[START OF Recorded data]

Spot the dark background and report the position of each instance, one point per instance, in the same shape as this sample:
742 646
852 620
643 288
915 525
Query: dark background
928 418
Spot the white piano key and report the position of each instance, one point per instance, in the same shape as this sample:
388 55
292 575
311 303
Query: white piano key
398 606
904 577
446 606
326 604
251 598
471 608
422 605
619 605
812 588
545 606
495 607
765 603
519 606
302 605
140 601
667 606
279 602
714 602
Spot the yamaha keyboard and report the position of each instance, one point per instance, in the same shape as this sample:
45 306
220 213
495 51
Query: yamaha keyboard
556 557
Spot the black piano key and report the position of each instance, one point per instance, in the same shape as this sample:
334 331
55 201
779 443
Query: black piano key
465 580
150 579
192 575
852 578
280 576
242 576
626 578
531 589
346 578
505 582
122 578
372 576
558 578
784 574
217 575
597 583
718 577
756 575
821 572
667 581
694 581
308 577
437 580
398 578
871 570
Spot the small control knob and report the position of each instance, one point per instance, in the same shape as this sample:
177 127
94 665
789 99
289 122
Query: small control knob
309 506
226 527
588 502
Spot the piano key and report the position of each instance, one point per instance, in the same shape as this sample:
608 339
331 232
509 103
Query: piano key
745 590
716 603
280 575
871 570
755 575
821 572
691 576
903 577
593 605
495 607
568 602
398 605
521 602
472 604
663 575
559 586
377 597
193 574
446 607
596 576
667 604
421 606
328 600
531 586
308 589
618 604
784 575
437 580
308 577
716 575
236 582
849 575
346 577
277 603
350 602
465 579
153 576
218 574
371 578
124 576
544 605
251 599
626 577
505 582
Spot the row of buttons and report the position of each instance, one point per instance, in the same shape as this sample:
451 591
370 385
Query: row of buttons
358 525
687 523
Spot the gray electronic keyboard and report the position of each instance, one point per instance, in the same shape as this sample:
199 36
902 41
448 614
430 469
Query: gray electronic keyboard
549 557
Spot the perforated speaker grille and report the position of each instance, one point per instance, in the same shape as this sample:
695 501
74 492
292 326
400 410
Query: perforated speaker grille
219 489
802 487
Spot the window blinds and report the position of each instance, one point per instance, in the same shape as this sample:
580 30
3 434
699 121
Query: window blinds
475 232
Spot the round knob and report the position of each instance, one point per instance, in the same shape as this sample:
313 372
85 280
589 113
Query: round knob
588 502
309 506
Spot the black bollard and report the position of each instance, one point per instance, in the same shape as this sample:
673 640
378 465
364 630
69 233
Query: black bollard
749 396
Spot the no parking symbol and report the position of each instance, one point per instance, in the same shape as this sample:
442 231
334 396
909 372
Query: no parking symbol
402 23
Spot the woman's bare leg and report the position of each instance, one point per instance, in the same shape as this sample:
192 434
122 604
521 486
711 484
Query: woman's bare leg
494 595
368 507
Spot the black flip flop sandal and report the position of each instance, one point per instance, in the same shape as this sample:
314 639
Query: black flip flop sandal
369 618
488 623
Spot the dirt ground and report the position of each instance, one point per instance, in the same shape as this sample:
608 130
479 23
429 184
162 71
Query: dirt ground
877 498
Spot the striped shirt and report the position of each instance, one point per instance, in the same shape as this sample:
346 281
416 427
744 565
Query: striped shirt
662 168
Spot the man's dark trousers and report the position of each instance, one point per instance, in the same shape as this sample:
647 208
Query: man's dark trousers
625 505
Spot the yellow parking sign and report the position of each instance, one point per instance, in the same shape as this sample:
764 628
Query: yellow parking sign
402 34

[END OF Recorded data]

Problem requirements — Reproduce every one of the records above without any change.

Expected answer —
Spot the dark background and report the position of each instance, one point per instance, in the same shape as this sample:
742 646
852 620
643 288
915 525
Query: dark background
928 418
Spot the white piano key and report the position of each instance, one point per instance, in the same shape as this sample:
388 55
292 575
311 303
Query: white piano key
398 606
904 577
446 606
326 604
251 598
471 608
422 605
619 605
812 588
545 606
495 607
765 603
519 606
302 605
140 601
667 606
279 602
714 602
Spot the yamaha keyboard and report the position of each instance, one point per instance, in the same shape as this sample:
45 306
220 213
495 51
Query: yamaha keyboard
556 557
Spot the black piano key and report the position of each instance, one point per instance, in the same shape as this sample:
334 331
55 201
779 443
Query: black piano key
465 580
150 579
192 575
852 578
280 576
242 576
626 578
531 589
346 578
505 582
122 578
372 576
558 578
784 574
217 575
597 583
718 577
756 575
821 572
667 581
694 581
308 577
437 580
398 578
871 570
Spot the small control knob and report the position of each instance, one point per instance, in the same shape as this sample:
177 127
94 665
789 99
289 122
Query: small control knob
309 506
226 527
588 502
Spot the piano key and report the position of each instance, one point per instance, in the same shape as this sample:
608 339
331 232
509 103
Query: piano key
745 590
716 603
280 575
871 570
755 575
821 572
691 576
903 577
593 605
495 607
568 602
398 605
521 602
472 604
663 575
559 586
377 597
193 574
446 607
596 576
667 604
421 606
328 600
531 586
308 589
618 604
784 575
437 580
308 577
716 575
236 582
849 575
346 577
277 603
350 602
465 579
153 576
218 574
371 578
124 576
544 605
251 599
626 577
505 582
Spot the row of buttons and report the position of each instance, one point per instance, in the same shape as this sample:
451 591
370 385
Query: row of buttons
358 525
687 523
Spot the gray electronic keyboard and report the position of each instance, one point per instance, in the same shape as this sample:
199 36
902 41
448 614
430 469
Query: gray electronic keyboard
549 557
Spot the perforated speaker grille and report the position of each instance, one point per instance, in the same shape as this sample:
695 501
74 492
292 326
400 410
Query: perforated speaker grille
219 489
802 487
Spot the window blinds and report the position of each instance, one point per instance, in the same shape as this sample:
580 30
3 434
699 121
Query: window blinds
475 232
Spot the round knob and report the position of each instance, one point per instance, in the same shape as this sample:
313 372
85 280
589 113
Query: round knob
588 502
309 506
Spot the black bollard and report the position of each instance, one point per instance, in the same shape as this sample:
673 640
378 465
364 630
69 233
Query: black bollard
749 396
Spot the no parking symbol and report the position of each instance, one point per instance, in the same shape as this sample:
442 231
334 396
909 372
Query: no parking symbol
402 23
Spot the woman's bare leg and report the position of each instance, one point per instance, in the same shape as this sample:
192 434
122 604
521 486
711 484
Query: woman's bare leg
494 595
368 507
Spot the black flip flop sandal and report the position of each instance, one point per instance, in the same shape as this sample:
314 639
Query: black flip flop sandal
369 618
488 623
Spot the dirt ground and report the position of each instance, one point per instance, in the same shape as this sample:
608 130
479 23
429 184
162 71
Query: dirt ground
877 498
Spot the striped shirt and report the position of each instance, one point per instance, in the same shape as this sample:
346 281
416 427
744 565
Query: striped shirt
662 168
Spot the man's dark trousers and report the position of each instance, one point per instance, in the same shape as this sample:
647 208
Query: man's dark trousers
625 505
Spot the yellow parking sign and report the position of each instance, one point per instance, in the same shape as this sample:
764 628
Query: yellow parking sign
402 34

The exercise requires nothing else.